_Aufgabenstellung_
Wie könnte die Forumsdiskussion über den Schwimmteich weitergehen? Schreib sie im Anschluss an den letzten Satz fort.

Hallo Arti, toll Dein Schwimmteich, aber hast Du mal an das Laub im Herbst gedacht ??? Ich habe nämlich einen ganzen Wald bei mir in Teichnähe, und jedes Jahr kriege ich Heulkrämpfe bei dem, was da von den Bäumen fällt !!! Aber ich halte schon 12 Jahre tapfer durch
Gruß Jo


----------



## günter-w (30. Juli 2010)

*AW: Darf ich vorstellen: Mein Schwimmteich*

Hallo Christian,
herzlich willkommen bei den Schwimmteichen. hast dir recht viel Mühe gemacht sieht sehr schön aus. Für den Herbst würde ich dir zu einem Laubnetzt raten es erspart dir viel Zeit und Ärger.


----------



## allegra (31. Juli 2010)

*AW: Darf ich vorstellen: Mein Schwimmteich*

   das ist ein sehr schön gelungener Teich - gefällt mir. Laubnetz finde ich eine gute Idee. Steht bei mir auch an und derzeit vergleiche ich alles was da angeboten wird von NG mit der teuren Stütze bis Stütze selber bauen.
 Gruß
Erdmuthe


----------



## arti (1. Aug. 2010)

*AW: Darf ich vorstellen: Mein Schwimmteich*

Im Winter kommt natürlich ein Laubnetz oder irgendetwas Ähnliches über den Teich. Und volle Saugkraft auf den Skimmer


----------



## tague (1. Aug. 2010)

*AW: Darf ich vorstellen: Mein Schwimmteich*

schönen guten morgen,
du hast eine sehr saubere anlage gebaut (fleißig!), aber am letzten bild sieht man einen hund im käfig. darf der nicht in den schönen garten?
mfg
günter


----------



## arti (1. Aug. 2010)

*AW: Darf ich vorstellen: Mein Schwimmteich*

Doch ab und an darf er das auch  Aber zum Thema Zwingerhaltung müssen wir glaube ich das Forum wechseln


----------



## jolantha (1. Aug. 2010)

*AW: Darf ich vorstellen: Mein Schwimmteich*

Hallo, Arti
da wo Dein Zwinger steht, könnte man einen wunderschönen Sitzplatz bauen 
Mein Hund ist auch etwas größer, der weiß gar nicht, was ein Zwinger ist !

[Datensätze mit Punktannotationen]
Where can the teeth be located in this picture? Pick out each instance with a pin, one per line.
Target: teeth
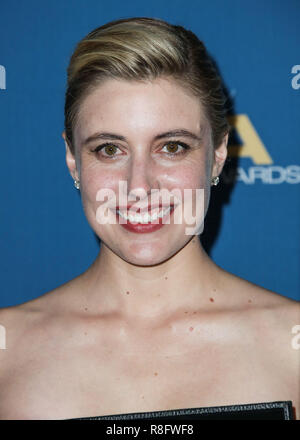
(145, 218)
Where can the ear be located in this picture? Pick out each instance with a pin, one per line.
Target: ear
(220, 155)
(70, 158)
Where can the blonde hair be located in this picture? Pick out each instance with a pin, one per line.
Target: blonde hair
(142, 49)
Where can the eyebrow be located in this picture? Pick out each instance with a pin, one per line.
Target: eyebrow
(168, 134)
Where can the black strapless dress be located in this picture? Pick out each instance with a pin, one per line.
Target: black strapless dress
(282, 410)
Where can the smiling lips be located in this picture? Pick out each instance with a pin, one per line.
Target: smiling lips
(144, 220)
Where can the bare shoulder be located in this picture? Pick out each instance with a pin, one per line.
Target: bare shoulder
(30, 321)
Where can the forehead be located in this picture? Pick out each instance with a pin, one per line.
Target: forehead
(139, 108)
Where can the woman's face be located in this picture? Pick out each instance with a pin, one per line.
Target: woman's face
(157, 142)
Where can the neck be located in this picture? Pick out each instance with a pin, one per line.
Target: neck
(187, 281)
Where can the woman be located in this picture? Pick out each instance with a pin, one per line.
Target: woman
(154, 324)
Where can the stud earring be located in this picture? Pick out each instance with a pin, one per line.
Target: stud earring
(77, 184)
(215, 180)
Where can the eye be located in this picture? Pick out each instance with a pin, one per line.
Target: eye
(110, 149)
(173, 148)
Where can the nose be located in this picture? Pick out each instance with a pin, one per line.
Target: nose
(141, 178)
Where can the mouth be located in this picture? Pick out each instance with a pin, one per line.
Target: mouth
(145, 216)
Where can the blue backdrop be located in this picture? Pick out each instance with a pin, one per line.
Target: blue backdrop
(252, 227)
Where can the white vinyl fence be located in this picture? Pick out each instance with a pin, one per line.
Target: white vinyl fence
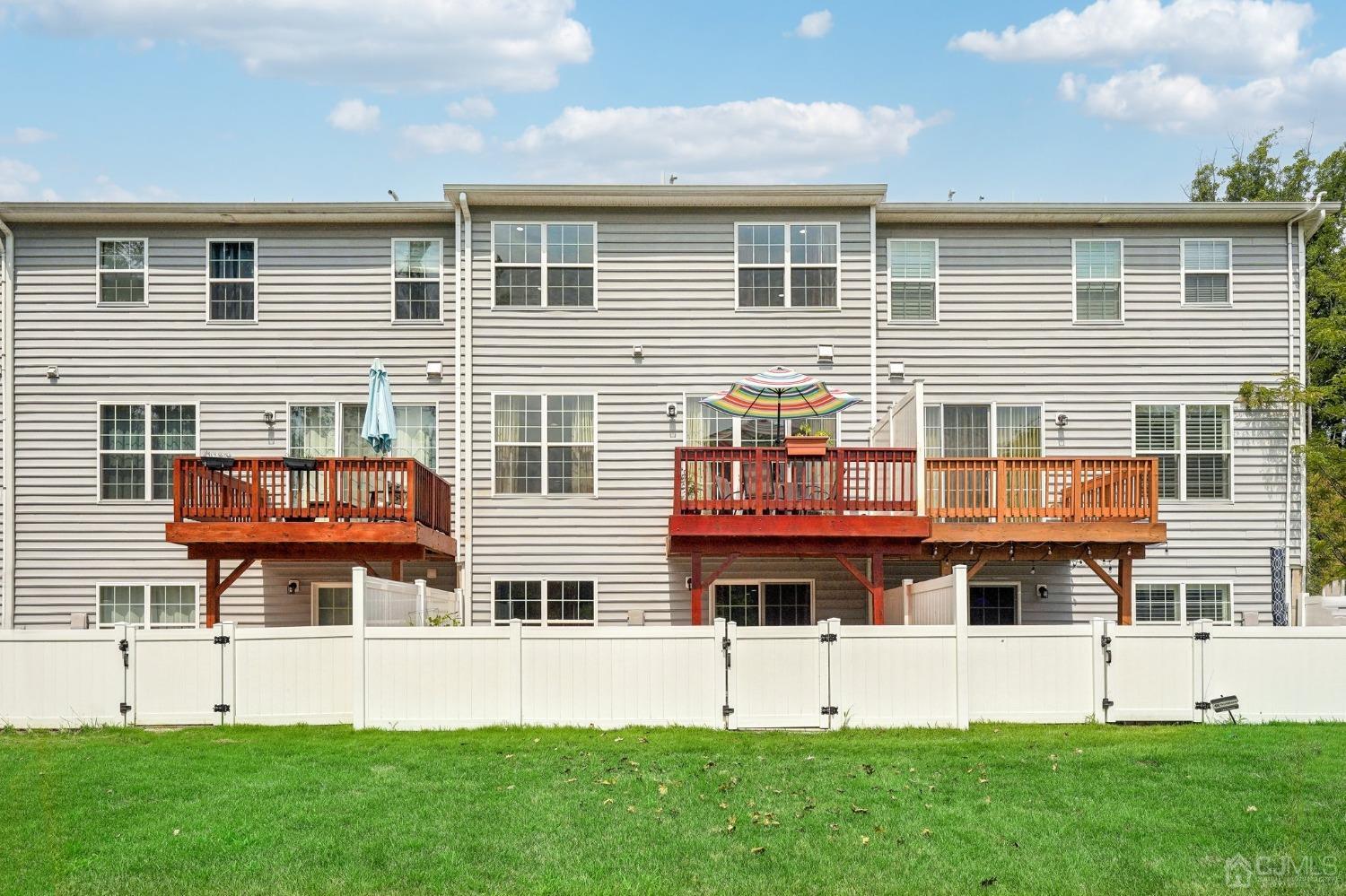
(809, 677)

_Endgültige Antwort_
----------



## Andholz1 (1. Aug. 2010)

*AW: Darf ich vorstellen: Mein Schwimmteich*

Hallo! Sieht wirklich Klasse aus deine Anlage!!! Wie ich sehe hast du sehr viel mit Mörtel gearbeitet? Hast du auf den Grund auch Polygonalplatten in Mörtel verlegt?
Gruß
Andreas


----------



## arti (1. Aug. 2010)

*AW: Darf ich vorstellen: Mein Schwimmteich*

Ja habe auch am Grund Polygonalplatten in Mörtel gesetzt. Bin mal auf den Winter gespannt. 

@Jolantha:
Stimmt könnte man...  Einen schönen Burschen hast du da  Der Hund würde mir auch gefallen. Die Zwingerhaltung hat bei mir auch andere Gründe.


----------



## becca (1. Aug. 2010)

*AW: Darf ich vorstellen: Mein Schwimmteich*

Wow, echt superschön, genau so stell ich mir unseren auch vor, wenn er dann endlich mal fertig ist  Wie das Holz und die Steine angelegt sind, finde ich echt total artistisch und schön! Vielleicht hab ich außerdem Glück und nehme beim Bauen genauso viel ab wie du!


----------



## PeterBoden (1. Aug. 2010)

*AW: Darf ich vorstellen: Mein Schwimmteich*

Hallo arti,

meinen Glückwunsch zu deinem Teich! 

Mich interessiert brennend dein Einstieg, er ist ja in Treppenform, so etwas schwebt mir auch vor. (Vielmehr meiner Frau, also mir)

Bitte schreib mal kurz etwas zu dem Aufbau, ist die Folie komplett darunter? Mit Vlies? Vlies unter der Folie und über der Folie?
Wie dick  ist der Beton wo die Trittsteine befestigt sind usw. usf.

Danke schon einmal!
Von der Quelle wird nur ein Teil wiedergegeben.